Problem
Reproduce every entry exactly and leave its pictures out.

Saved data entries

-.-.-

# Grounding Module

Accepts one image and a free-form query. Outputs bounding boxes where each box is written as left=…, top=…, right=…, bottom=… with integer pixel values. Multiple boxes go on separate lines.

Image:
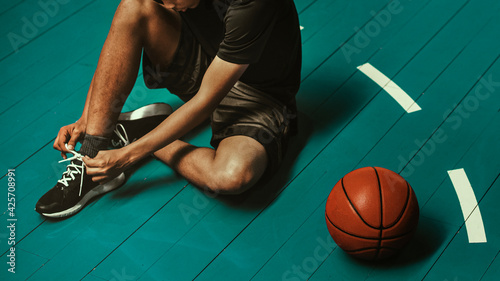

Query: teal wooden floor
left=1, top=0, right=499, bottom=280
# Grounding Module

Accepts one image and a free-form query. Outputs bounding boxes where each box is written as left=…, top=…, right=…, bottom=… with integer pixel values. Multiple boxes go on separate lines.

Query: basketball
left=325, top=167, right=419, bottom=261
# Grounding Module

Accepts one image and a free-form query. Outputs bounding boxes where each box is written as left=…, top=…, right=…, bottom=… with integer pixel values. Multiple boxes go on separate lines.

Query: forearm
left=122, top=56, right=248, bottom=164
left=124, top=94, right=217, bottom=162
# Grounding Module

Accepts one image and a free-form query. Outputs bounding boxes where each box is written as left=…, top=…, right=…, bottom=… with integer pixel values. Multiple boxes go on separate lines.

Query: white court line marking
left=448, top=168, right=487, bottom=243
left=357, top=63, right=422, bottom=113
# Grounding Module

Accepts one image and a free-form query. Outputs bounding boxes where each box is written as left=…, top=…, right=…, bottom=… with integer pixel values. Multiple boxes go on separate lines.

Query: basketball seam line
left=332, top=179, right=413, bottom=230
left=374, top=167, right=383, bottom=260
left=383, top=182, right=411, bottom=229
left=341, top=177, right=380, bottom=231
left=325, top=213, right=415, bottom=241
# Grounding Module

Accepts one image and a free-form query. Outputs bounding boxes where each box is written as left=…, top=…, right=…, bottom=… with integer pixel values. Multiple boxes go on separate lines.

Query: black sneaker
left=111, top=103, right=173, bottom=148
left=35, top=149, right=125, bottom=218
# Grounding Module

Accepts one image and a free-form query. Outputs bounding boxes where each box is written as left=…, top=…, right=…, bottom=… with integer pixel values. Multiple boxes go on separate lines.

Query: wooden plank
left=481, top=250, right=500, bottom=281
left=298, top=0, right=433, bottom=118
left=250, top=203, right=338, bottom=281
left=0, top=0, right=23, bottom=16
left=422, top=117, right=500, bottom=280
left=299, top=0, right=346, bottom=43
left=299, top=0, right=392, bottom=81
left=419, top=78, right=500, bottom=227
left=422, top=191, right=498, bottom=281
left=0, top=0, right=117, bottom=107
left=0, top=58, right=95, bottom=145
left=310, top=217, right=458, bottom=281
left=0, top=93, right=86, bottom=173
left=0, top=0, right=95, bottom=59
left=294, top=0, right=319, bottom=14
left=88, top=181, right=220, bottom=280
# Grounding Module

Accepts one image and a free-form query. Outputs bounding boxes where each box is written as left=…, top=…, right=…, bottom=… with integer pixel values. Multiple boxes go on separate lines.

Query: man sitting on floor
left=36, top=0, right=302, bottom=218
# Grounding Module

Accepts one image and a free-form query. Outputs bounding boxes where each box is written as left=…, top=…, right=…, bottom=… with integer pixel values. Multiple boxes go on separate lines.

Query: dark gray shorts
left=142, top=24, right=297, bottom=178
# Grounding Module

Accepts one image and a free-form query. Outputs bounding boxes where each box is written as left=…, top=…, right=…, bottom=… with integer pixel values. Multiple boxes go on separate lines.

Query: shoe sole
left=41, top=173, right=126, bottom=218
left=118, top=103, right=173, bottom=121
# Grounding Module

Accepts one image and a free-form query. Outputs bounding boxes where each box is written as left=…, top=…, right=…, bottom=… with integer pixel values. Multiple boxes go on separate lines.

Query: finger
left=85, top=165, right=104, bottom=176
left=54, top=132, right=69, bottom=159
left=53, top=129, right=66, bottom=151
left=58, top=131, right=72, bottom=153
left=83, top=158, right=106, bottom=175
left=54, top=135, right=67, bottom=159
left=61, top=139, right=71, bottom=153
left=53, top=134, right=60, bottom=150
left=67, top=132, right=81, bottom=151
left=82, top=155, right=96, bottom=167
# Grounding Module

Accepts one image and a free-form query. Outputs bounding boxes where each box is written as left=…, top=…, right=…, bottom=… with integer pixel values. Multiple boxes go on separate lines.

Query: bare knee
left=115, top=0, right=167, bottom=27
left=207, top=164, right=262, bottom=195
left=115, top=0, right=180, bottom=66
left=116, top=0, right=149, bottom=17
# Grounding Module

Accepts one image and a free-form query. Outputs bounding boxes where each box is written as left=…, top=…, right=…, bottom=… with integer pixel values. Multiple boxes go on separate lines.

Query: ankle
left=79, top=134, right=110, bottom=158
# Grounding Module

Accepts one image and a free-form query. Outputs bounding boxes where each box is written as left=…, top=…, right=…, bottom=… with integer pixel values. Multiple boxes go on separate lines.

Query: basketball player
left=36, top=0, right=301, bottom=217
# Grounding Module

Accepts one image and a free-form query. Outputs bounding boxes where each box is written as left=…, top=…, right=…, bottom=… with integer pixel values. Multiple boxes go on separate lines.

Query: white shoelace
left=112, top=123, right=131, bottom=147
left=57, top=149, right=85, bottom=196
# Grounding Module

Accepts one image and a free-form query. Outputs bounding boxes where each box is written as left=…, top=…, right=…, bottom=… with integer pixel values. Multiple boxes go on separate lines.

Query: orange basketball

-.-.-

Solution to this problem
# Grounding Module

Accepts one image and a free-form query. Outputs bounding boxes where each box is written as left=…, top=…, right=…, bottom=… with integer pixel values. Multiple boxes go on separate lines.

Image:

Query: teal wooden floor
left=1, top=0, right=499, bottom=280
# Grounding Module

Accepts one image and a free-form query. Outputs bounding boxes where each box is written as left=…, top=…, right=…, bottom=… with integer pixel values. Multiple boxes go on separate lines.

Query: basketball
left=325, top=167, right=419, bottom=261
# Grounding Module

Accepts one image and a free-form query. Outputs bounding boxes where each box is written as left=…, top=…, right=…, bottom=… with integer pixel values. Multiple boxes go on separate lines.

Query: forearm
left=122, top=56, right=248, bottom=164
left=124, top=94, right=217, bottom=162
# Grounding Module

Accepts one image and a free-form query. Outputs bounding boxes where each box is written as left=…, top=…, right=…, bottom=… with integer pixel values. Multiple boxes go on separate lines.

Query: white court line marking
left=448, top=168, right=487, bottom=243
left=357, top=63, right=422, bottom=113
# Grounding Module

Accepts one image and a free-form query. Outputs bounding boxes where each box is written as left=…, top=…, right=…, bottom=… with integer pixel values. Multiple boxes go on separate lines.

Query: basketball seam line
left=332, top=179, right=413, bottom=230
left=374, top=167, right=383, bottom=260
left=383, top=182, right=411, bottom=229
left=341, top=177, right=380, bottom=231
left=325, top=213, right=415, bottom=241
# Grounding Module

Accepts one image and a free-form query. Outputs bounding boxes where each box is written as left=…, top=…, right=…, bottom=… with integer pixel values. Multiple boxes go on separate lines.

Query: black sneaker
left=111, top=103, right=173, bottom=148
left=35, top=149, right=125, bottom=218
# Grounding Module

Accepts one image and a free-form query. Outputs bounding boxes where each box is written as left=…, top=…, right=…, bottom=… with integer pixel values. Multiple boxes go on separate lines.

Query: wooden plank
left=481, top=250, right=500, bottom=281
left=298, top=0, right=433, bottom=118
left=250, top=203, right=338, bottom=281
left=0, top=0, right=23, bottom=16
left=422, top=117, right=500, bottom=280
left=299, top=0, right=346, bottom=43
left=299, top=0, right=392, bottom=81
left=419, top=78, right=500, bottom=227
left=422, top=191, right=498, bottom=281
left=0, top=0, right=117, bottom=107
left=0, top=58, right=95, bottom=145
left=310, top=217, right=458, bottom=281
left=0, top=93, right=86, bottom=173
left=0, top=0, right=95, bottom=59
left=294, top=0, right=319, bottom=14
left=88, top=181, right=220, bottom=280
# Grounding Module

Accepts one image and a free-form query. Outputs bounding boxes where each box is written as left=…, top=…, right=…, bottom=… with integer pixel values. Multiple boxes go on separate lines.

Query: man sitting on floor
left=36, top=0, right=302, bottom=218
# Grounding Module

Accepts one image and a free-form query. Outputs bounding boxes where each box is written as left=…, top=…, right=…, bottom=… with integer pixel values. Multiple boxes go on separate lines.

Query: dark gray shorts
left=142, top=24, right=297, bottom=178
# Grounding Module

Accepts one image and a free-form query. Outputs bounding boxes where each box is written as left=…, top=…, right=…, bottom=… with integer pixel values. Multiple boxes go on separate lines.

Query: shoe sole
left=41, top=173, right=126, bottom=218
left=118, top=103, right=173, bottom=121
# Grounding Module

Accepts one image and a free-form query. Outputs bounding boxes where each box is written as left=…, top=…, right=…, bottom=… with integer pixel values. Multiple boxes go on separate lines.

Query: finger
left=85, top=165, right=104, bottom=176
left=54, top=132, right=69, bottom=159
left=53, top=129, right=66, bottom=151
left=58, top=131, right=72, bottom=153
left=83, top=158, right=106, bottom=175
left=54, top=135, right=67, bottom=159
left=61, top=139, right=71, bottom=153
left=53, top=134, right=60, bottom=150
left=67, top=132, right=81, bottom=151
left=82, top=155, right=96, bottom=167
# Grounding Module

Accepts one image and a free-form query. Outputs bounding boxes where each box is written as left=…, top=…, right=…, bottom=… with integer pixel values. Multiple boxes go on separate lines.

Query: bare knee
left=115, top=0, right=167, bottom=27
left=207, top=164, right=262, bottom=195
left=115, top=0, right=180, bottom=66
left=116, top=0, right=149, bottom=17
# Grounding Module

Accepts one image and a free-form query. Outputs bounding boxes where each box is written as left=…, top=…, right=…, bottom=… with integer pixel values. Multiple boxes go on separate lines.

Query: ankle
left=79, top=134, right=110, bottom=158
# Grounding Module

Accepts one image and a free-form query. Outputs bounding boxes where each box is written as left=…, top=…, right=…, bottom=… with integer pixel values. Multiple boxes go on separate lines.

Query: basketball player
left=36, top=0, right=301, bottom=217
# Grounding Module

Accepts one image and a free-form query. Outputs bounding boxes where each box is written as left=…, top=…, right=…, bottom=… with integer pixel values. Multiple boxes go on separate lines.

Query: white shoelace
left=112, top=123, right=131, bottom=147
left=57, top=149, right=85, bottom=196
# Grounding Module

Accepts one image and a free-form query. Outputs bounding boxes where each box is written as left=…, top=…, right=…, bottom=… with integer pixel values. Multiple boxes go on separate lines.

Query: orange basketball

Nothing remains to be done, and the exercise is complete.